◆ **PROBLEM STATEMENT**: Within the records, tally the lines that contain "mask" and reply with that number only.

◆ **EXTRACTED INFORMATION**:
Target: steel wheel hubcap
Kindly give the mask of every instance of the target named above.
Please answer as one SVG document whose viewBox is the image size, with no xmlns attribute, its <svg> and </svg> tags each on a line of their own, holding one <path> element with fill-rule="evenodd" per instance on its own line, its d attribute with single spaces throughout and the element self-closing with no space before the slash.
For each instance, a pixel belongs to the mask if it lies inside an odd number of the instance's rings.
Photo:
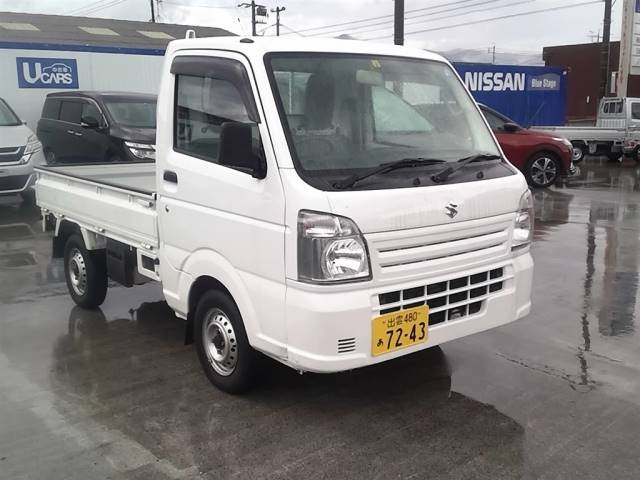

◆ **COMPLETED TASK**: 2